:: Text to read ::
The two remaining male crews then battled against the two remaining female crews. Each crew had to emulate a male or female superstar's music video, and were challenged to incorporate the spirit of the video into their choreography.

| Dance Crew | Song |
|---|---|
| Quest Crew | "Forever" by Chris Brown |
| Beat Freaks | "Hot n Cold" by Katy Perry |
| Strikers All-Stars | "Pose" by Daddy Yankee |
| Fly Khicks | "Pon De Replay" by Rihanna |

- Safe: Quest Crew, Beat Freaks
- Bottom 2: Strikers All-Stars, Fly Khicks
- Eliminated: Strikers All-Stars

===Episode 7: Hip-Hop Decathlon Challenge===
- Original Airdate: February 26, 2009
The crews competed against each other in two challenges: the Hip-Hop Decathlon and the Last Chance Challenge. After the mid-show elimination, the top two crews performed their routines for the Last Chance Challenge.

:: Required actions ::
a. In the dance crew passage, which crew was eliminated after the music video challenge?
b. Pick up the dance crew passage after its last sentence and keep writing it.
The data that comes next is separate material, unrelated to the dance crew passage.

:: Data excerpt ::
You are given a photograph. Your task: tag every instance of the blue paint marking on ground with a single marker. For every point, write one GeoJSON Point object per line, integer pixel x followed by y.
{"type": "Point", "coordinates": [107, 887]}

:: The responses ::
a. Strikers All-Stars

b.
====Challenge #1: Hip-Hop Decathlon Challenge====
The three remaining crews had to demonstrate their versatility by creating a routine that incorporated five different hip hop dance styles. The competitors were given the same five styles and songs, and received help from five guest ABDC alumni from the previous two seasons. Each alumnus/alumna was assigned to one of the dance styles the crews were responsible for.

| Song | Style | Guest |
|---|---|---|
| "Poker Face" by Lady Gaga | Threading | Ronnie "Ronnie Boy" Abaldonado of Super CR3W |
| "I'm in Miami, Trick" by LMFAO" | Waving | Kevin "KB" Brewer of JabbaWockeeZ |
| "Love Lockdown" by Kanye West | Tutting | Mike Song of Kaba Modern |
| "Closer" by Ne-Yo | Housing | Taeko Carroll of Fysh n Chicks |
| "Get Up" by 50 Cent | Krumping | Antoine "Frost" Troupe of Supreme Soul |

- Safe: Beat Freaks
- Bottom 2: Quest Crew, Fly Khicks
- Eliminated: Fly Khicks

====Challenge #2: Last Chance Challenge====
The two finalists were given one last chance to perform before the lines opened for the final voting session of the season.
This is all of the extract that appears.